_抜粋した文章_
________
安定してファインチューニングを行うために注意したこと。

Clip の上流層と Bert の下流層のパラメータの勾配を監視

ファインチューニングがうまく行えない原因に勾配消失が上げられる。勾配消失がおきていないか、Clip の上流層と Bert の下流層の学習パラメータの勾配を監視した。gradient norm のグラフを掲載する。

norm0s がclip の上流層で、 norm1s が bert の下流層、norm_means が全パラメーターの勾配の平均です。

#for name, param in model.named_parameters():
#    print( name )
            
norm0 = torch.sqrt( torch.norm( model.clip_model.vision_model.encoder.layers[0].self_attn.q_proj.weight.grad, p = 2 ) ).item()
norm1 = torch.sqrt( torch.norm( model.bert.encoder.layer[23].attention.self.query.weight.grad, p = 2 ) ).item()
norm_mean = torch.mean( torch.stack ([ torch.sqrt( torch.norm( param.grad, p = 2 ) ) for param in model.parameters() if param.grad is not None ] ) ).item()
with open(norm_file, 'a') as f:
    print( "epcoch:", epoch, ", step:", global_step, ", norm0:", norm0, ", norm1:", norm1, ", norm_mean:", norm_mean, file=f  )
    f.flush()

小さめの学習率の設定

小さめの学習率を設定しました。clip の学習率は 2e-7、bert の学習率は 2e-5、その他は 1e-4 としました。

学習率スケジューラーの使用

学習率スケジューラーに

scheduler = get_linear_schedule_with_warmup( optimizer, num_warmup_steps, num_global_steps )

を使いました。学習は 10 epochs で、batch_size = 20, len( train_lodaer ) = 20298 でした。最初の　1 epoch は、学習率が 0 から線形に設定した学習率に増加し、その後 9 epochs で 0 に減少する設定です。
________
_提供データ_
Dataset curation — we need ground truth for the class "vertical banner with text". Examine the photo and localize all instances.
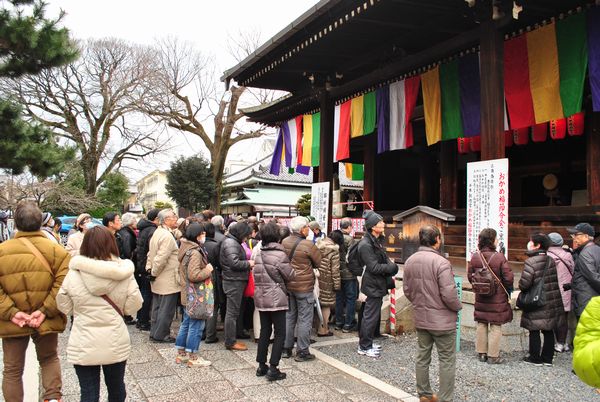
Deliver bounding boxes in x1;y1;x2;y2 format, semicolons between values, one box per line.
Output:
________
ファインチューニングについての文章を、最後の文の後から続けて書いてください。 データはファインチューニングについての文章とは別の資料である。

AdamW と weight_decay と betas の設定

オプティマイザーには AdamW を用いました。

params_clip = []
params_bert = []
params_others = []
for name, parameter in model.named_parameters():
    if parameter.requires_grad:
        if 'clip_model' in name:
            params_clip.append(parameter)
        elif 'bert' in name:
            params_bert.append(parameter)
        else:
            params_others.append(parameter)
param_groups = [
    {'params': params_clip, 'lr': 2e-7},
    {'params': params_bert, 'lr': 2e-5},
    {'params': params_others, 'lr': 1e-4}
]

optimizer = torch.optim.AdamW( param_groups, weight_decay = 0.01, betas= (0.9, 0.999) )

です。

grad_clip を用いない。

グラジエントクリッピングを用いない。

計算速度を改善するため

計算速度を改善するために AMP と Scaler の設定をしました。

推論関数

推論関数は、3種類を準備しました。

一番オーソドックスな inference 推論関数

preidct_length_beam 関数で、各バッチについて長さの予測値を1つだけ選び、各バッチについて1つだけ推論計算をする inference 関数です。


def predict_length_beam(gold_target_len, predicted_lengths, length_beam_size):
    if gold_target_len is not None:
        beam_starts = gold_target_len - (length_beam_size - 1) // 2
        beam_ends = gold_target_len + length_beam_size // 2 + 1
        beam = torch.stack([torch.arange(beam_starts[batch], beam_ends[batch], device=beam_starts.device) for batch in range(gold_target_len.size(0))], dim=0)
    else:
        beam = predicted_lengths.topk(length_beam_size, dim=1)[1]
    beam[beam < 2] = 2
    return beam

# 推論モジュール
@torch.no_grad()
def inference( images, tokenizer ):
    # batch_size = 1 でお願いします。

    length_beam_size = 1
    
    model.eval()
    device = images.device

    memory = model.clip_model( images )
    memory = model.dense_connector( memory )
    memory = model.dropout( memory )
    memory = model.ln_memory( memory )
    memory = model.conv1( memory.transpose(1,2) ).transpose(1,2)

    predicted_lengths = model.lengths_predictor( memory )
    memory = memory[:,None].expand( -1, length_beam_size, -1, -1 )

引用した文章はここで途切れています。